→ **Problem to solve**: Would you transcribe each entry exactly as it stands, omitting the pictures?

◆ ◆ ◆

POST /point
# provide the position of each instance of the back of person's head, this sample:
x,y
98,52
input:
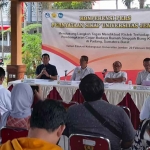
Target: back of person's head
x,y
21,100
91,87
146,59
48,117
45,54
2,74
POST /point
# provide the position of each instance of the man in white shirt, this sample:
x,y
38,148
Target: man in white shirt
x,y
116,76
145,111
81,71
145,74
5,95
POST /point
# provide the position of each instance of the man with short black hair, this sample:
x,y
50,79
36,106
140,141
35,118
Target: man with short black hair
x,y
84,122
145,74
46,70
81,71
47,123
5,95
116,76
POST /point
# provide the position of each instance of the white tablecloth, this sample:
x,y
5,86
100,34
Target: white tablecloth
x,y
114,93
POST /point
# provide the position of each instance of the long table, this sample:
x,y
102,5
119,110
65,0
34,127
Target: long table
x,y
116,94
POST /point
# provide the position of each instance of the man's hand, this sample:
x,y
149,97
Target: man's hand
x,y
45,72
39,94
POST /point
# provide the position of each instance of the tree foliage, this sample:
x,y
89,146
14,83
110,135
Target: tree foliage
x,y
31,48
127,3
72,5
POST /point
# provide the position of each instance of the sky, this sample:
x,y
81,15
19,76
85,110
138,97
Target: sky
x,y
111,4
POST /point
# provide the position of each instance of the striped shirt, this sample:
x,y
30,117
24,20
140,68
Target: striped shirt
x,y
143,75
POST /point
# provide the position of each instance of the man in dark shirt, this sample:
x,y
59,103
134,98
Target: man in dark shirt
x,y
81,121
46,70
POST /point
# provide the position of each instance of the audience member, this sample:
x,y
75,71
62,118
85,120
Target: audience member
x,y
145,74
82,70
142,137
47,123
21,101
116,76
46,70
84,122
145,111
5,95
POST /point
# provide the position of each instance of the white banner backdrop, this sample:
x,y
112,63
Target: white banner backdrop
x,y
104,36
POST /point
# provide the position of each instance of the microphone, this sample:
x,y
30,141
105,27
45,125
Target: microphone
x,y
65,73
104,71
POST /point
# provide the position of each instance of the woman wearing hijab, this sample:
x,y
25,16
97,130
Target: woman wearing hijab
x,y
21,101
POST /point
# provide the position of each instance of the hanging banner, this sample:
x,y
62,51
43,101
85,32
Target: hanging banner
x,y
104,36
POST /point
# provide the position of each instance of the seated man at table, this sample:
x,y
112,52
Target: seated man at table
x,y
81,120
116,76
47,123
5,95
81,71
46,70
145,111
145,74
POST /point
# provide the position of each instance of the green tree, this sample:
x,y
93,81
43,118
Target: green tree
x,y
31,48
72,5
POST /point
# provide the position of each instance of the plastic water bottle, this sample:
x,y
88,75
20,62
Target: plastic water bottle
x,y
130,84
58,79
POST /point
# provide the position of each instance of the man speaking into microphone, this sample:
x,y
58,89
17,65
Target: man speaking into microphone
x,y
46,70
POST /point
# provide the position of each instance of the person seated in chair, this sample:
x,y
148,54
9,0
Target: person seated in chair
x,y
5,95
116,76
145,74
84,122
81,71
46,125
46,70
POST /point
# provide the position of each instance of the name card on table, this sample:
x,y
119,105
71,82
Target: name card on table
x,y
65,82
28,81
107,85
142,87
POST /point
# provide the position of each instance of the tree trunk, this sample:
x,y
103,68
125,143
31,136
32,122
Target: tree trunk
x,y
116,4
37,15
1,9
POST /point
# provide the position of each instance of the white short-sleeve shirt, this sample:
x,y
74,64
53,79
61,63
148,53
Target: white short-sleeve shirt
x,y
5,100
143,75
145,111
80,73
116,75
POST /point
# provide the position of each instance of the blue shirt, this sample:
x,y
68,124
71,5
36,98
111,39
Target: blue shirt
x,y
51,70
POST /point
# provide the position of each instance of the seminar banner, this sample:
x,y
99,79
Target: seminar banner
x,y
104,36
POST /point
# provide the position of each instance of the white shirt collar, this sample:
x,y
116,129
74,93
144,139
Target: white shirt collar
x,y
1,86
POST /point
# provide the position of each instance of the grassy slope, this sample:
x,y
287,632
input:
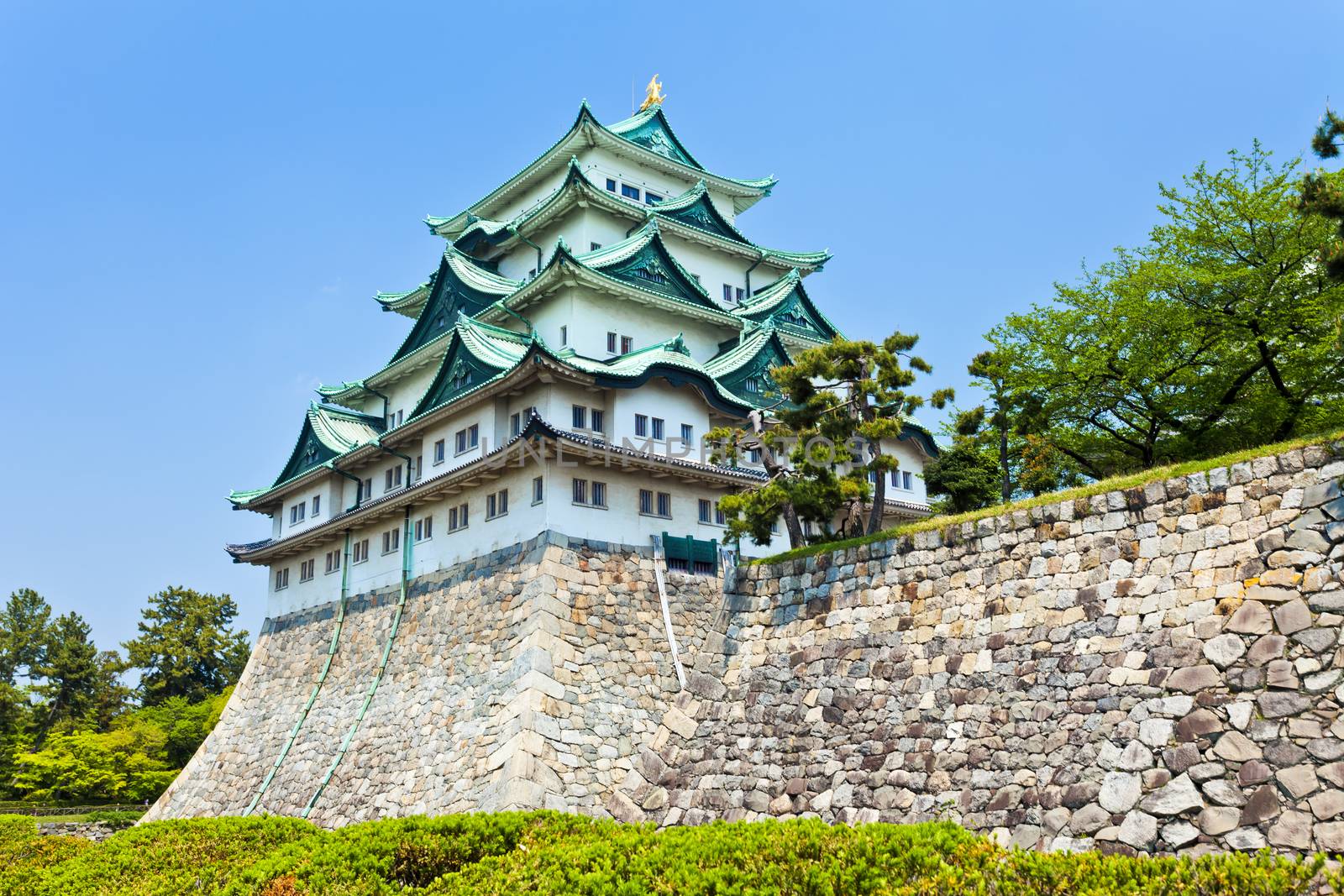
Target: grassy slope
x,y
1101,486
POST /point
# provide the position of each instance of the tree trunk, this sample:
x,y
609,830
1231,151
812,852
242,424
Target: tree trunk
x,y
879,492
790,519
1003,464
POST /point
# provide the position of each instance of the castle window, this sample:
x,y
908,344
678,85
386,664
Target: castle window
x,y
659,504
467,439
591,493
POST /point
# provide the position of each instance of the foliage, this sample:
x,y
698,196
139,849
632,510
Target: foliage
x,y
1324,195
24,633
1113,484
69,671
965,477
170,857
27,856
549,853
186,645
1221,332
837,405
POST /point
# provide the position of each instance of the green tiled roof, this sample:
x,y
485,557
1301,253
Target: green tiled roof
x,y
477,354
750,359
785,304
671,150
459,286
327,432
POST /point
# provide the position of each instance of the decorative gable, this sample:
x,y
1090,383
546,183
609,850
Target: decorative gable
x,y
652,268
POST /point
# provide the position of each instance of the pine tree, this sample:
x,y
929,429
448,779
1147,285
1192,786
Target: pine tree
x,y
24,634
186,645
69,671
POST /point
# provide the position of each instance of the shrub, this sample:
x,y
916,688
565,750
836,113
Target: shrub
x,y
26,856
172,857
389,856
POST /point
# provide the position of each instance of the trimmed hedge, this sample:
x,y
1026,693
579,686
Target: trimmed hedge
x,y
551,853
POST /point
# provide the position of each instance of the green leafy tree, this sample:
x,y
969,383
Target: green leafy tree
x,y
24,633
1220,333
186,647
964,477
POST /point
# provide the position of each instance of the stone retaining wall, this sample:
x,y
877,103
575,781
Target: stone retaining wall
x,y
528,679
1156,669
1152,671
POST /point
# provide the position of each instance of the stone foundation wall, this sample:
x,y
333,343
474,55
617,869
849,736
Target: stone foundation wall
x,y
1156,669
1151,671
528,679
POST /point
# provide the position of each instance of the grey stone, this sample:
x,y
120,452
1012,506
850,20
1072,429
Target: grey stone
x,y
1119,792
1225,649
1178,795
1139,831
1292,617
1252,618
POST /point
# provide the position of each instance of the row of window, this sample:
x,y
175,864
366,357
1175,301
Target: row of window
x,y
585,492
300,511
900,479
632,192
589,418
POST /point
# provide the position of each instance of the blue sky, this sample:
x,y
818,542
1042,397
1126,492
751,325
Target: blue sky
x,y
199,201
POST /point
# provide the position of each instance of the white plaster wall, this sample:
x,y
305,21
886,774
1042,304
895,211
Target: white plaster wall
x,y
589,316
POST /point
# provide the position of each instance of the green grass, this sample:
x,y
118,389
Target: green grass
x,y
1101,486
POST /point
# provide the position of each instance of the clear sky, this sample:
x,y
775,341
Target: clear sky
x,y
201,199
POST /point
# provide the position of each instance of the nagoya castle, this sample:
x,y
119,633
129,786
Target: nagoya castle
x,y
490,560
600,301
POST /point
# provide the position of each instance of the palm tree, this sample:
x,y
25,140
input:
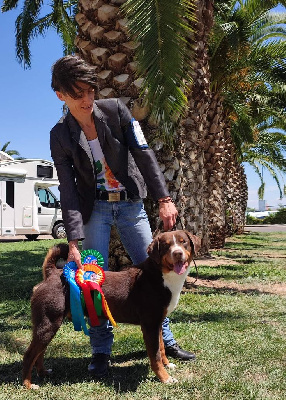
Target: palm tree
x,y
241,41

◆ ◆ ◆

→ **Output below**:
POST /point
# provide the position of each instance of the back of person's head, this sample:
x,y
98,52
input:
Target: back of person's head
x,y
21,100
91,87
146,59
48,117
45,54
2,74
POST /point
# provide the position of each instance of the man in white shirt, this sample:
x,y
38,148
Target: man in white shirt
x,y
116,76
145,111
81,71
145,74
5,95
POST /point
# provide the position of each instance of the man with short black hair, this sample:
x,y
50,79
36,106
140,141
35,118
Target: man with short black hair
x,y
84,122
145,74
46,70
81,71
47,123
5,95
116,76
POST /point
# provide the position of each instance of the white tablecloth, this sample:
x,y
5,86
100,34
Target: white tablecloth
x,y
114,93
POST /point
# provide the position of each instance of the long table, this sample:
x,y
102,5
119,110
65,0
34,127
Target: long table
x,y
116,94
POST /point
# provide the position of each instance of the man's hand, this sample:
x,y
149,97
Target: man's hand
x,y
45,72
39,94
POST /point
# provide the position of each instance of the tree foliage, this sample:
x,y
89,146
14,83
110,135
Target: tree foliage
x,y
31,48
127,3
72,5
POST /point
# provide the position of each instance of the sky, this sample:
x,y
81,15
19,76
85,110
138,97
Target: sky
x,y
111,4
POST /point
# provide the position of each instance of the striped shirt, this sample:
x,y
30,117
24,20
140,68
Target: striped shirt
x,y
143,75
POST /point
# provide the position of each instance of the man in dark shirt, this sample:
x,y
59,103
134,98
Target: man in dark shirt
x,y
81,121
46,70
POST /point
# provide the position of each instance of the audience member, this sample:
x,y
75,71
62,118
85,120
Target: audience member
x,y
145,74
82,70
142,137
47,123
21,101
116,76
46,70
84,122
145,111
5,95
POST /point
# provide the position of each instance of the white banner backdrop, this sample:
x,y
112,63
Target: white banner backdrop
x,y
104,36
POST /point
# provide the position of each instance of the microphone, this sample:
x,y
30,141
105,27
45,125
Target: microphone
x,y
65,73
104,71
POST /point
# provide the position of each instance of the woman wearing hijab, this sample:
x,y
25,16
97,130
Target: woman wearing hijab
x,y
21,101
POST /point
# provide the position of each instance of the hanging banner, this sample:
x,y
62,51
43,101
85,32
Target: hanging banner
x,y
104,36
POST /point
# provide the position of each instance of the seated man at table, this sample:
x,y
112,52
Target: seated man at table
x,y
81,120
116,76
47,123
5,95
81,71
46,70
145,111
145,74
POST /point
# provide the position of each instance of the green tree, this sample:
x,y
93,81
43,118
Target: green tree
x,y
31,48
72,5
POST /point
# provide the position of each instance of the plastic water bottle, this sample:
x,y
88,75
20,62
Target: plastic water bottle
x,y
130,84
58,79
POST /point
# provide the position of each instance of the man speaking into microphone, this sample:
x,y
58,89
17,65
Target: man speaking into microphone
x,y
46,70
POST /point
# provide the position of each instance of the person seated in chair, this sample:
x,y
148,54
9,0
Target: person seated in chair
x,y
5,95
116,76
145,74
84,122
81,71
46,125
46,70
POST /point
# provide the position of each instance of the name card on table, this sample:
x,y
119,105
71,82
Target: name card on table
x,y
65,82
28,81
107,85
142,87
POST /point
# provide the position of each instance of the tree trunk, this sample:
x,y
103,68
125,143
31,136
32,122
Target: tree trunk
x,y
116,4
37,15
1,9
POST /point
# provide the position of each instance of the white short-sleeve shirt, this sample:
x,y
74,64
53,79
61,63
148,53
Target: white short-sleeve shirt
x,y
5,100
143,75
145,111
80,73
116,75
POST /point
# provide the position of each instance of the blue shirt, this sample:
x,y
68,124
71,5
36,98
111,39
Target: blue shirt
x,y
51,70
POST /point
# provide the position of each instance of the seminar banner, this sample:
x,y
99,79
Target: seminar banner
x,y
104,36
POST /point
# provide the position of each instance of the white shirt collar, this sample:
x,y
116,129
74,93
144,139
Target: white shirt collar
x,y
1,86
POST /point
# provide the position of each instance of the grassy slope, this sample:
x,y
287,632
input:
Target: grassy slope
x,y
1101,486
POST /point
# provide the position of each instance of the tree trunk, this sample:
x,y
609,830
1231,151
812,852
242,424
Target: tree trunk
x,y
879,492
790,519
1003,464
POST /point
# provide the position of each instance of the castle window, this sample:
x,y
908,344
678,85
386,664
Target: castle window
x,y
659,504
467,439
591,493
POST /point
# provide the position of each instance of the foliage, this sample:
x,y
698,196
139,849
632,510
Target: foliage
x,y
1324,195
24,633
1113,484
69,671
965,477
170,857
27,856
549,853
186,645
1221,332
837,405
POST /point
# provide the position of each instance of the green tiled roof, this sample:
x,y
485,557
1301,253
Target: green tiled roof
x,y
477,354
750,359
785,304
671,150
459,286
327,432
POST /point
# provide the position of each instance of the decorative gable, this sample:
x,y
1090,383
546,183
609,850
Target: decorative gable
x,y
652,268
POST /point
# provide the position of each instance of the pine tree, this sample:
x,y
929,429
448,779
1147,285
1192,786
Target: pine tree
x,y
24,634
186,645
69,671
POST /point
# provide the position of each instance of the shrub, this sample:
x,y
916,688
565,750
836,113
Target: shrub
x,y
26,856
172,857
389,856
POST /point
# provide the position of each instance of the trimmed hedge, this sample:
x,y
1026,693
579,686
Target: trimmed hedge
x,y
551,853
POST /point
# provide the position of each instance of the green leafy tree, this sample:
x,y
969,383
Target: green leafy tree
x,y
24,633
1220,333
186,647
964,477
POST /point
# provide the position of each instance of the stone retaining wall, this sample:
x,y
877,103
575,781
Target: stone retaining wall
x,y
528,679
1156,669
1152,671
POST /point
# provide the position of each instance of the stone foundation wall, this sample:
x,y
333,343
474,55
617,869
849,736
Target: stone foundation wall
x,y
1156,669
1151,671
528,679
POST /point
# provide the position of each instance of the grey stone, this sample:
x,y
120,452
1012,506
850,20
1072,429
Target: grey stone
x,y
1119,792
1225,649
1178,795
1139,831
1292,617
1252,618
POST /point
# provide the position of each instance of the row of window, this sample:
x,y
175,864
366,357
1175,301
Target: row of window
x,y
585,492
300,511
900,479
632,192
589,418
POST /point
# provide the position of each instance of the blue sky, this sample:
x,y
818,542
1042,397
1126,492
751,325
Target: blue sky
x,y
199,201
POST /point
# provide the position of each instance of the white plaster wall, this sample:
x,y
305,21
886,774
1042,304
895,211
Target: white plaster wall
x,y
589,316
POST /point
# provide the position of each instance of the green grass, this sample:
x,y
118,389
Target: green grass
x,y
1101,486
POST /point
# provide the position of each instance of the clear sky, this sample:
x,y
775,341
Target: clear sky
x,y
201,199
POST /point
# provide the position of each instance of the nagoya castle, this sample:
x,y
119,633
129,786
Target: nagoya castle
x,y
490,560
600,301
POST /point
# provide the position of each instance of the palm tree, this sample:
x,y
25,140
input:
Target: palm tree
x,y
241,41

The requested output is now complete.